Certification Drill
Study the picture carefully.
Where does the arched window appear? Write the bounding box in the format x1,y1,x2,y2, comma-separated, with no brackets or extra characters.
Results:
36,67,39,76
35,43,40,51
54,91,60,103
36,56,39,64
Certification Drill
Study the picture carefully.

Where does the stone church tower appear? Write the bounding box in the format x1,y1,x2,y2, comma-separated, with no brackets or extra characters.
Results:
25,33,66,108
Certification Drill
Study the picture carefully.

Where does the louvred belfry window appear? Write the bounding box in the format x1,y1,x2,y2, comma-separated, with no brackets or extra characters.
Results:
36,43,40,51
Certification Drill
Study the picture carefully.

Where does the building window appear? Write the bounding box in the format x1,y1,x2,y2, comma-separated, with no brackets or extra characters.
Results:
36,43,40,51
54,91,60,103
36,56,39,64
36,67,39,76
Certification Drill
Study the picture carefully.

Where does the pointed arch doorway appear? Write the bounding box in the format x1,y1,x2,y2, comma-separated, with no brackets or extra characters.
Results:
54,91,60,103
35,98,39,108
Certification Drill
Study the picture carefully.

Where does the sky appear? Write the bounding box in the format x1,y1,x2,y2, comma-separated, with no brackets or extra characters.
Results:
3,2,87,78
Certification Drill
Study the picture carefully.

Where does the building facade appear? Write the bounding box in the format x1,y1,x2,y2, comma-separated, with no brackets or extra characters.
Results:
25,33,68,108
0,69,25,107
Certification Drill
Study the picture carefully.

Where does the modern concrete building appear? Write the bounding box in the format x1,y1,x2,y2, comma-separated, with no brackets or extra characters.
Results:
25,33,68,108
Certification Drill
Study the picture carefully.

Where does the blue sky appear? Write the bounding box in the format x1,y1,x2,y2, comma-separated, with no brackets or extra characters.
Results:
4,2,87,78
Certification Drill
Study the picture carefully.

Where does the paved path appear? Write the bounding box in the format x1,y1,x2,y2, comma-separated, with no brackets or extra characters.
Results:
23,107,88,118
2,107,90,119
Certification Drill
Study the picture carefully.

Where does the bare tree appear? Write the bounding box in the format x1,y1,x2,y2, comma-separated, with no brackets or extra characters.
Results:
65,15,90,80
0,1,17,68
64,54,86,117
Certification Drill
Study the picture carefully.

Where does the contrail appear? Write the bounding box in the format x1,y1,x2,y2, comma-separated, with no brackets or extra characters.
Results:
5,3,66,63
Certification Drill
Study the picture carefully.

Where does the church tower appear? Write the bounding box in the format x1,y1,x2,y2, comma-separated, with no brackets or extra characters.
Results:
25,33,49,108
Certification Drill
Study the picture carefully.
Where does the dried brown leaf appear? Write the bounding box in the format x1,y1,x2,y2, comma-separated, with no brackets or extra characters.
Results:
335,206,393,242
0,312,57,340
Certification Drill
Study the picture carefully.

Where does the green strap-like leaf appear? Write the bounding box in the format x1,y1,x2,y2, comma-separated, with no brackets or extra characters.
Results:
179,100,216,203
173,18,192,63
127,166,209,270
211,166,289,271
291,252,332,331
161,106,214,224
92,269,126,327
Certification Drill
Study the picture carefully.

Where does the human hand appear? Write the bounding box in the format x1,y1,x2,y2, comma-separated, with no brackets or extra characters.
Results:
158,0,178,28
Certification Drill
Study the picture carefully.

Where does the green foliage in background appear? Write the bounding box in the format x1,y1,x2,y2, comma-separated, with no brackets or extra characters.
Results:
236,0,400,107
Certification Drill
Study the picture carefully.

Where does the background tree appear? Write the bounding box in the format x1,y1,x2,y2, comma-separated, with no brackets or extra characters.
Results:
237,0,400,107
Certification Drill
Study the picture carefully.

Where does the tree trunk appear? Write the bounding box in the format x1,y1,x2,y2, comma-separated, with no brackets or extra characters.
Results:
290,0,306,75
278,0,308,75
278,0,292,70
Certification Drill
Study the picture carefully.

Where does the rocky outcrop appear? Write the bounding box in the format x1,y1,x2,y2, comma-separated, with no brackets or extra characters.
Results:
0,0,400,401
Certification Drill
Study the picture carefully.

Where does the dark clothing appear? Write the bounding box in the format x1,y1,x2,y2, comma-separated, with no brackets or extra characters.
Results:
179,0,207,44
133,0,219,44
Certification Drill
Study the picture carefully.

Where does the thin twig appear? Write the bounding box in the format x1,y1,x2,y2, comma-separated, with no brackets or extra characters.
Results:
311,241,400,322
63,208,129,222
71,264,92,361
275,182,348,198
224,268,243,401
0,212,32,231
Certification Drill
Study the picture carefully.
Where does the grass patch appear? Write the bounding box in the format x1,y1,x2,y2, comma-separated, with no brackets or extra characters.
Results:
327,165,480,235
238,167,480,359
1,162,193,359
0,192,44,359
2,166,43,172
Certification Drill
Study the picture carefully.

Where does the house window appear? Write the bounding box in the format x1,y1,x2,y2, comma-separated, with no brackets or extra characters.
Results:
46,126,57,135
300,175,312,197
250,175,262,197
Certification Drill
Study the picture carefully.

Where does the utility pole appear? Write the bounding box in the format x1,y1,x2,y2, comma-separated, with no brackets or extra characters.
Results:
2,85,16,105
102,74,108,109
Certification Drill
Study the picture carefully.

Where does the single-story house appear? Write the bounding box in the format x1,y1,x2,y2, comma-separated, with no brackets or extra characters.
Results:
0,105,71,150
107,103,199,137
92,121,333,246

════════════════════

→ Description of the task:
List every line in the records above that contains the word "background". Case counts.

→ Written reply:
Where does the green foliage in background appear? Write the bounding box in the format x1,y1,x2,y2, comma-separated, with no brackets or extra characters.
Where does the background tree appear? Write the bounding box in the format x1,y1,x2,y2, comma-separated, with no brackets or extra characters.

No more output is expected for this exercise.